(Shape labeling records)
━━━━━━━━━━━━━━━━

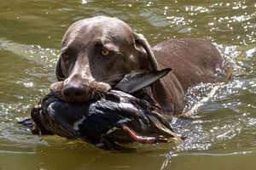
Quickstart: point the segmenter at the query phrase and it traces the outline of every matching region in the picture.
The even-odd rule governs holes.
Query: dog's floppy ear
[[[131,94],[150,86],[172,71],[171,68],[151,72],[133,72],[125,77],[114,87],[115,89]]]
[[[151,50],[151,47],[143,34],[134,33],[135,35],[135,43],[140,44],[146,51],[148,59],[150,64],[150,71],[157,71],[158,70],[158,63],[154,55],[153,51]]]
[[[62,72],[61,64],[61,58],[60,57],[58,59],[57,65],[56,65],[56,67],[55,67],[55,76],[56,76],[56,78],[57,78],[58,81],[65,80],[65,76]]]

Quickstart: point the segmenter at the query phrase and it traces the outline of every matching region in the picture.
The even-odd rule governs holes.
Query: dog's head
[[[86,101],[125,74],[157,67],[143,35],[119,19],[93,17],[75,22],[64,35],[55,69],[59,82],[51,89],[67,101]]]

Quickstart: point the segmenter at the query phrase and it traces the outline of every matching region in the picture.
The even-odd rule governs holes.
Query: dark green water
[[[172,122],[188,136],[183,144],[108,152],[58,137],[40,139],[16,123],[55,81],[68,26],[99,14],[124,20],[151,44],[210,39],[233,65],[231,82],[189,91],[188,108],[198,102],[200,107],[192,120]],[[255,169],[255,64],[254,0],[0,0],[0,169]]]

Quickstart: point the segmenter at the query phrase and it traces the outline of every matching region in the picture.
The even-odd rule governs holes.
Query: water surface
[[[16,123],[55,81],[68,26],[100,14],[120,18],[152,45],[168,38],[208,39],[233,66],[232,81],[188,92],[192,118],[172,122],[187,136],[183,144],[109,152],[55,136],[32,136]],[[1,0],[0,169],[254,169],[255,64],[253,0]]]

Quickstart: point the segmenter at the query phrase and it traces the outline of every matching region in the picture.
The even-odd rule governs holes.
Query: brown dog
[[[107,92],[124,75],[171,67],[173,71],[151,87],[168,114],[184,107],[189,87],[223,79],[226,69],[216,48],[205,40],[169,40],[151,48],[124,21],[98,16],[79,20],[67,31],[51,89],[67,101],[86,101]]]

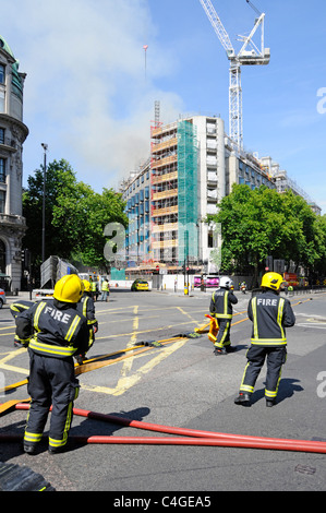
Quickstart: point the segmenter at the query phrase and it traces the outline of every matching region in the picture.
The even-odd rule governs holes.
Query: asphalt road
[[[288,329],[288,360],[279,385],[278,404],[266,408],[264,368],[250,408],[233,403],[250,345],[246,319],[250,295],[237,293],[231,329],[237,350],[213,355],[207,335],[176,338],[206,323],[210,293],[131,293],[114,289],[109,302],[97,302],[99,332],[88,358],[109,355],[106,366],[83,373],[76,408],[134,419],[145,423],[221,433],[293,440],[326,441],[326,295],[294,296],[297,315]],[[23,295],[20,296],[23,298]],[[4,385],[28,375],[25,349],[13,347],[13,322],[7,305],[0,311],[0,377]],[[142,343],[166,341],[145,351]],[[141,347],[131,350],[135,345]],[[125,353],[119,353],[130,349]],[[116,355],[112,355],[116,353]],[[121,356],[124,356],[121,359]],[[26,386],[2,393],[1,402],[27,398]],[[0,417],[0,433],[22,434],[26,411]],[[71,436],[125,437],[121,444],[76,444],[49,455],[46,443],[35,456],[19,442],[1,443],[0,462],[40,473],[57,491],[110,491],[109,505],[124,503],[147,510],[162,497],[195,497],[212,506],[220,491],[324,491],[326,455],[270,449],[132,444],[134,437],[173,437],[75,416]],[[174,438],[174,437],[173,437]],[[149,492],[161,492],[149,496]],[[168,492],[168,493],[167,493]],[[152,497],[148,506],[145,498]],[[124,498],[124,499],[123,499]],[[159,498],[159,499],[155,499]],[[201,499],[198,499],[201,498]],[[209,498],[209,499],[207,499]],[[118,502],[114,502],[118,501]],[[168,500],[167,500],[168,501]],[[156,503],[157,502],[157,503]],[[183,504],[179,504],[183,506]],[[194,504],[188,504],[194,505]]]

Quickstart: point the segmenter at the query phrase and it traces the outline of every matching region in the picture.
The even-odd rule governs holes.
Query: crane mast
[[[247,1],[247,0],[246,0]],[[207,14],[210,24],[217,34],[230,61],[229,71],[229,132],[230,138],[237,143],[239,148],[243,147],[243,122],[242,122],[242,87],[241,87],[241,65],[268,64],[270,59],[269,48],[264,47],[264,20],[265,14],[259,13],[251,2],[251,7],[259,16],[255,20],[253,29],[249,36],[239,36],[243,45],[237,55],[230,37],[224,27],[210,0],[200,0]],[[257,28],[262,28],[261,48],[258,48],[253,37]]]

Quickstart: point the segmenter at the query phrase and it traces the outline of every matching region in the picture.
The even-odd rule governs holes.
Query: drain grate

━━━━━━━━━━━━━━━━

### [What you are asked to do]
Show every line from the items above that contains the word "water".

### [Finished exercise]
Query: dark green water
Query: water surface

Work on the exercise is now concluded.